_DO THIS_:
Could every line of the data be printed exactly as it reads?

_PROVIDED MATERIAL_:
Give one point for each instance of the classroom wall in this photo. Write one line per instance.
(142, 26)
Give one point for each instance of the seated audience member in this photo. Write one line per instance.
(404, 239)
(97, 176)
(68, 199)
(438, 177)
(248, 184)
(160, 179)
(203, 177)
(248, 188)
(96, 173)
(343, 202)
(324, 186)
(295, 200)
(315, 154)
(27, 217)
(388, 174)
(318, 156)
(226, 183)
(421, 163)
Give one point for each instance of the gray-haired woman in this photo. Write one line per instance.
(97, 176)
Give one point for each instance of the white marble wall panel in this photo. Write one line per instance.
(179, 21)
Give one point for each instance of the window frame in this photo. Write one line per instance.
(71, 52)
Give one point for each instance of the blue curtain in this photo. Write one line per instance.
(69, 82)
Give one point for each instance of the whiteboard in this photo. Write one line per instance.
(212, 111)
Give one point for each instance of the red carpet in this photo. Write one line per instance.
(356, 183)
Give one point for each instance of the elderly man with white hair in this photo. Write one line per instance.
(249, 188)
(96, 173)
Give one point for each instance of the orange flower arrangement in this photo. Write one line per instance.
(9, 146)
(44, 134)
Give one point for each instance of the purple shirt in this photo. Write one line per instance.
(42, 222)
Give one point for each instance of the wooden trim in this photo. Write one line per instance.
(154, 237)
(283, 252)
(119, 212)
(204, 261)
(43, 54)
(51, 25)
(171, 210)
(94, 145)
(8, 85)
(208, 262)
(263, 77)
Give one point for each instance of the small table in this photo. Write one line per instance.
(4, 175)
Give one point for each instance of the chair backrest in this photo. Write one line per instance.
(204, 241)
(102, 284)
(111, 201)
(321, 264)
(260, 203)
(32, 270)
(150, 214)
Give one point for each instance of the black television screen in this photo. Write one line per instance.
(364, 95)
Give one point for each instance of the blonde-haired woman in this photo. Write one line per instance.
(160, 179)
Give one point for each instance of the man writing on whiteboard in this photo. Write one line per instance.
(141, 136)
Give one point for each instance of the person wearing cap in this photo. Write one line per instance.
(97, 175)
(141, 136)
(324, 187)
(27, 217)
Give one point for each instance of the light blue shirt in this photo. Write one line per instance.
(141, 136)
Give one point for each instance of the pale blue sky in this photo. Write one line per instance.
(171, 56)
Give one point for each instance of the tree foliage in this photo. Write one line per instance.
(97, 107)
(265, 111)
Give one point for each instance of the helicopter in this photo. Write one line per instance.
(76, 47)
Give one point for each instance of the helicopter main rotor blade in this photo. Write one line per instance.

_COMPLETE OUTPUT_:
Give one point for each instance of the classroom wall in this photo. Write one line per instance.
(142, 26)
Give one point for each instance of the seated audience member in this photo. Write one line per instance.
(404, 239)
(97, 176)
(68, 199)
(438, 177)
(248, 184)
(160, 179)
(203, 177)
(248, 188)
(96, 173)
(343, 202)
(324, 186)
(295, 200)
(315, 154)
(27, 217)
(388, 174)
(318, 156)
(226, 183)
(421, 163)
Give one point for each instance of the gray-haired woman in this photo. Write one line per instance.
(97, 176)
Give one point for each instance of the white marble wall panel in this photo. Write one line per instance.
(179, 21)
Give one point for each instance of the window frame in this photo. Write one line per instance.
(71, 52)
Give one point for each instance of the blue curtain in this photo. Write one line per instance.
(69, 82)
Give one point for each instance of the whiteboard in this photo. Write one line per instance.
(212, 111)
Give one point for each instance of the red carpet in this photo. Write one line per instance.
(356, 183)
Give one point for each instance of the elderly man with white hair in this photo. Write one line per instance.
(249, 188)
(96, 173)
Give one point for each instance of the orange flower arrangement in this photo. Write one line per instance.
(9, 146)
(44, 134)
Give one point for each instance of the purple shirt in this photo. Write one line per instance.
(42, 222)
Give one point for each instance of the wooden trim in this photo. Write one line per instance.
(154, 237)
(283, 252)
(119, 212)
(204, 261)
(43, 54)
(51, 25)
(171, 210)
(94, 145)
(8, 85)
(208, 262)
(263, 77)
Give one point for each instance of the small table in this photo. Write one line per instance.
(4, 175)
Give one point for each instance of the chair backrest in this photo. Write one line per instance.
(204, 241)
(102, 284)
(111, 201)
(321, 264)
(260, 203)
(32, 270)
(150, 214)
Give one point for each instance of the black television screen in this photo. Write one line per instance.
(364, 95)
Give one point for each instance of the blonde-haired woman in this photo. Write one line per instance.
(160, 179)
Give one point for each instance of the man writing on whiteboard in this photo. Write one line per instance.
(141, 136)
Give one point for each instance of the person wearing cap in this photo. Write one line per instance.
(97, 175)
(141, 136)
(324, 187)
(27, 217)
Give one point for each instance of the light blue shirt in this photo. Write one line per instance.
(141, 136)
Give one point for each instance of the pale blue sky in this photo. Write one line per instance.
(171, 56)
Give one point for each instance of the tree foliage in this photo. Write one line per instance.
(97, 107)
(265, 111)
Give one point for each instance of the helicopter in this photo. Write one line per instance.
(76, 47)
Give one point for each instance of the helicopter main rotor blade in this photo. Write one line per instance.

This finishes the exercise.